> **DOCUMENT EXCERPT**:
------------------------------------

In previous years, the Bayes group at Ames Research Center developed the basic theory and associated algorithms for various kinds of general data analysis techniques. Our earliest efforts were applied to the problem of automatic classification of data. We implemented this theory in the Autoclass series of programs. AutoClass takes a database of cases described by a combination of real and discrete valued attributes, and automatically finds the natural classes in that data. It does not need to be told how many classes are present or what they look like -- it extracts this information from the data itself. The classes are described probabilistically, so that an object can have partial membership in the different classes, and the class definitions can overlap. AutoClass generates reports on the classes it has found at the end of its search. AutoClass has been used and tested on many data sets, both within NASA and by industry, academia and other agencies. These applications typically find surprising classifications that show patterns in the data unknown to the user. Examples include: discovery of new classes of infra-red stars in the IRAS Low Resolution Spectral catalogue (see figure below; and see here and here for more information), new classes of airports in a database of all USA airports, discovery of classes of proteins, introns and other patterns in DNA/protein sequence data, and others.
From subtle differences between their infrared spectra, two subgroups of stars were distinguished, where previously no difference was suspected.
The difference is confirmed by looking at their positions on this map of the galaxy.

------------------------------------

> **RECORDED INFORMATION**:

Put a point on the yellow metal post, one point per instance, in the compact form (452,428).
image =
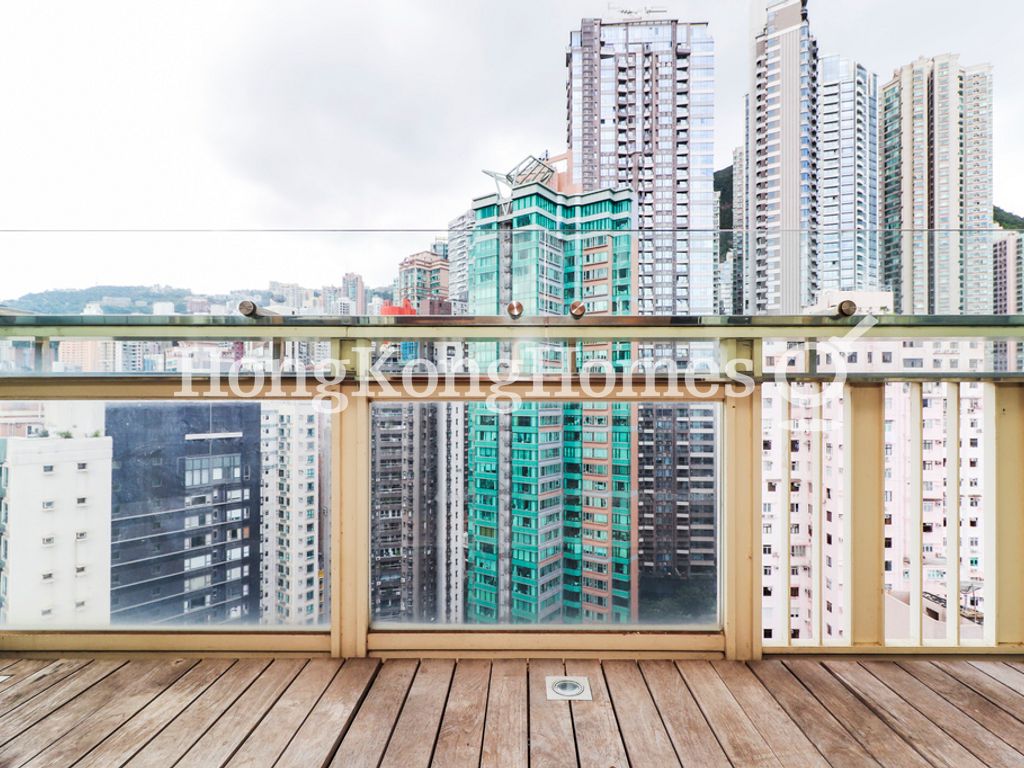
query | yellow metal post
(741,491)
(863,509)
(1005,474)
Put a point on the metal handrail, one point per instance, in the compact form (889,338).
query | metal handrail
(468,327)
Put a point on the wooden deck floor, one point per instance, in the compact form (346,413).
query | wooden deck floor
(215,712)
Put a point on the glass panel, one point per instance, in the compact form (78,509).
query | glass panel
(553,513)
(163,515)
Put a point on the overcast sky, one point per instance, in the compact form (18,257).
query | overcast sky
(374,115)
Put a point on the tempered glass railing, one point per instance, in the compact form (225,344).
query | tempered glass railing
(211,506)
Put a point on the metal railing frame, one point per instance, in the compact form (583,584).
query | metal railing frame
(350,632)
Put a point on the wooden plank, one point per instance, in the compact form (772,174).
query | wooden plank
(185,729)
(416,732)
(741,741)
(130,683)
(20,671)
(934,743)
(1006,674)
(37,683)
(551,735)
(53,698)
(597,736)
(461,737)
(274,731)
(223,738)
(966,699)
(983,744)
(782,735)
(110,714)
(691,735)
(119,748)
(506,733)
(824,731)
(869,730)
(367,738)
(320,735)
(987,686)
(646,740)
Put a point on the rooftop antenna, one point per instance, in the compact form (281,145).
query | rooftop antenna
(631,11)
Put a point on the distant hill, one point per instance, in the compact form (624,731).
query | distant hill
(1009,220)
(723,185)
(113,299)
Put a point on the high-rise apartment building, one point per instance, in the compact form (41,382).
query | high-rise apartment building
(551,515)
(848,176)
(737,279)
(781,164)
(184,513)
(936,138)
(290,567)
(640,104)
(354,290)
(404,512)
(1008,294)
(55,530)
(459,232)
(423,281)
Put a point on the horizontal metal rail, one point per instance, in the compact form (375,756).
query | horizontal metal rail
(443,328)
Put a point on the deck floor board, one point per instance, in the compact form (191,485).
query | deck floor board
(293,713)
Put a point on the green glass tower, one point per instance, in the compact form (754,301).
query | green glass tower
(550,504)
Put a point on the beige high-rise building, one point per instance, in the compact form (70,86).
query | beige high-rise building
(423,281)
(780,244)
(936,138)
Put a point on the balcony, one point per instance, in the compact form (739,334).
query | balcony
(743,682)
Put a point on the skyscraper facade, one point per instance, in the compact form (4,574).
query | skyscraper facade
(459,231)
(641,103)
(550,514)
(423,281)
(403,512)
(55,530)
(936,138)
(782,164)
(848,176)
(355,292)
(184,513)
(291,576)
(641,97)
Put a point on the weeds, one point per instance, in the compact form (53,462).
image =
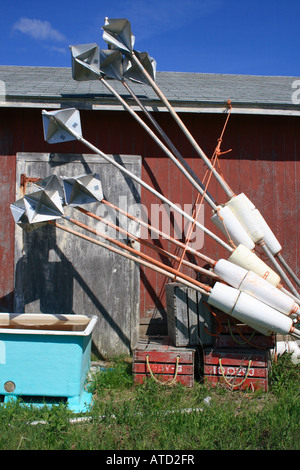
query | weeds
(125,416)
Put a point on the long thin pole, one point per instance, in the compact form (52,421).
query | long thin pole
(145,185)
(182,126)
(148,244)
(129,256)
(160,233)
(279,269)
(136,252)
(200,152)
(159,142)
(207,196)
(288,269)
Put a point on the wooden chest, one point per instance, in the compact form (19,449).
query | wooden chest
(159,359)
(189,320)
(237,369)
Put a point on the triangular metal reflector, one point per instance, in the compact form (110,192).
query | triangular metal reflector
(132,71)
(111,63)
(85,62)
(58,124)
(40,208)
(53,188)
(83,189)
(117,33)
(18,211)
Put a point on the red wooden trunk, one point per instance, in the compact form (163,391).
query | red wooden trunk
(159,359)
(233,369)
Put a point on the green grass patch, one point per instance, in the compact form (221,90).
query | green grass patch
(125,416)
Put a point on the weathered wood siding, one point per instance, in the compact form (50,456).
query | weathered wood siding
(264,163)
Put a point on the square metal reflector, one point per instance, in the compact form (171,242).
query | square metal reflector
(85,62)
(111,63)
(40,207)
(83,189)
(62,125)
(132,71)
(117,33)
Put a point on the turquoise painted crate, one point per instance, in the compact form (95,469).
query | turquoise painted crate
(45,358)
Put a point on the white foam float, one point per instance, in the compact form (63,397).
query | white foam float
(225,220)
(251,311)
(247,259)
(243,209)
(252,284)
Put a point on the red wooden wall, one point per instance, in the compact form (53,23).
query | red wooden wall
(264,163)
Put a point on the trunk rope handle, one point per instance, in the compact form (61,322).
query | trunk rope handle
(171,382)
(231,385)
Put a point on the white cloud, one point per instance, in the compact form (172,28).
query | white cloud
(38,29)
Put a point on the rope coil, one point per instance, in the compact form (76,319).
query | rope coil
(166,383)
(229,383)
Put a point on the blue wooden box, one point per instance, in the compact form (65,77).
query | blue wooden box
(45,358)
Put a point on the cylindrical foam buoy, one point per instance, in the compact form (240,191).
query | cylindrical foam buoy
(223,297)
(243,209)
(262,290)
(231,273)
(225,220)
(259,316)
(269,237)
(245,258)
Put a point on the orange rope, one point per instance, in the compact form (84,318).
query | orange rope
(214,159)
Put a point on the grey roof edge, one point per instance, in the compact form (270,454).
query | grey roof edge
(53,87)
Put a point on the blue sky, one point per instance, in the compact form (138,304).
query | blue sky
(257,37)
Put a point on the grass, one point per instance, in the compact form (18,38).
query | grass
(153,417)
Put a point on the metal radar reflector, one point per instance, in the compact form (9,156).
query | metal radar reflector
(133,72)
(111,63)
(61,125)
(85,62)
(117,33)
(83,189)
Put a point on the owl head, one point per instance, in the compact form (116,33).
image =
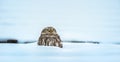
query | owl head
(49,30)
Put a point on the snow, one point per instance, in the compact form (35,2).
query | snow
(72,52)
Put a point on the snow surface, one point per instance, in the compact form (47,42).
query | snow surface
(71,52)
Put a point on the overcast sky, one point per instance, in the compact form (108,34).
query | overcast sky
(97,20)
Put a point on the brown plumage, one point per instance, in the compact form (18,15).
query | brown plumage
(49,37)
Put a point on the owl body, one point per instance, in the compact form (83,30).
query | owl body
(49,37)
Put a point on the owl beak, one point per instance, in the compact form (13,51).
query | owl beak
(50,31)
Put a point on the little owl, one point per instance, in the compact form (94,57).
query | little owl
(49,37)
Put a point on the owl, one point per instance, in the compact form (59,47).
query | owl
(49,37)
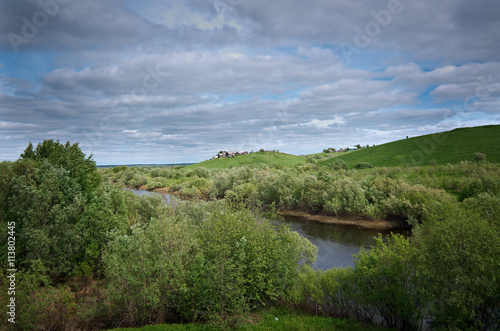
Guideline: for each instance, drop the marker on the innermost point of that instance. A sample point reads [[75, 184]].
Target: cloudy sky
[[176, 81]]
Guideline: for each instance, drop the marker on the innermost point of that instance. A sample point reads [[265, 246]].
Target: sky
[[162, 82]]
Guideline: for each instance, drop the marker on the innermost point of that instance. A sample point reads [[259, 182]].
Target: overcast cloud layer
[[177, 81]]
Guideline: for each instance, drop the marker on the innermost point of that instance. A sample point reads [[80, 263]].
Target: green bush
[[170, 268], [478, 157], [345, 196], [146, 271], [385, 282], [458, 269]]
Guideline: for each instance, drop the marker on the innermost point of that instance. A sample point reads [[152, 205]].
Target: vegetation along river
[[336, 242]]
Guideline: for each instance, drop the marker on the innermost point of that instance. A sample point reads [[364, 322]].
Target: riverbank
[[375, 224], [350, 220]]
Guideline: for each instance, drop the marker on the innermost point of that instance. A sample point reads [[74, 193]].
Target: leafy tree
[[458, 268], [61, 214], [69, 157]]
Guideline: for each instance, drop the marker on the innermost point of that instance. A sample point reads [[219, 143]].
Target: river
[[336, 242]]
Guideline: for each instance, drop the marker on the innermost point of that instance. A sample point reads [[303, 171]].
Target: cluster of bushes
[[90, 255], [445, 276], [399, 193]]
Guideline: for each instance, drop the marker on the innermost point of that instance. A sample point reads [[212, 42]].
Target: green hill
[[440, 148], [270, 158]]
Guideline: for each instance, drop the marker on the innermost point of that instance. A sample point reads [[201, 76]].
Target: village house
[[223, 154]]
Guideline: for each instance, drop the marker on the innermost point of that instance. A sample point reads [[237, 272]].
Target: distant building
[[224, 154]]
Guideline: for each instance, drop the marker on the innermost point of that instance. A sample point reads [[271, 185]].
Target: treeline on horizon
[[92, 256]]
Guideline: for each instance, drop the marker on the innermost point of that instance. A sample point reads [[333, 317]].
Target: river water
[[337, 243]]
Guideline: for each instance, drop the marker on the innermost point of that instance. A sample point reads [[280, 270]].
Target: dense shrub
[[345, 196], [61, 219], [479, 157], [170, 268]]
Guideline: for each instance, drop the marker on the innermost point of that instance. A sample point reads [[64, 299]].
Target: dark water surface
[[336, 242]]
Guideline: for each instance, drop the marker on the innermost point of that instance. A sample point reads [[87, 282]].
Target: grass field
[[270, 158], [434, 149], [440, 149]]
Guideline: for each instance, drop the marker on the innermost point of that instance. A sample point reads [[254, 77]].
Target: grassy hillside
[[440, 148], [286, 160]]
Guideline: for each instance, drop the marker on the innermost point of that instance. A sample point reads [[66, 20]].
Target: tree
[[60, 211], [70, 157]]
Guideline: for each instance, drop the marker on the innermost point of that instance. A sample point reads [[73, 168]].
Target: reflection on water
[[336, 242]]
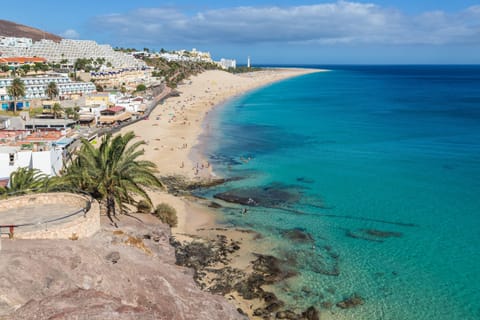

------------------------------------

> **THE PROBLEM**:
Reproduce the part of the AutoClass passage starting with "From subtle differences" and going on through "of the galaxy.". The listing has nothing to do with the AutoClass passage.

> **RESULT OF THIS EXERCISE**:
From subtle differences between their infrared spectra, two subgroups of stars were distinguished, where previously no difference was suspected.
The difference is confirmed by looking at their positions on this map of the galaxy.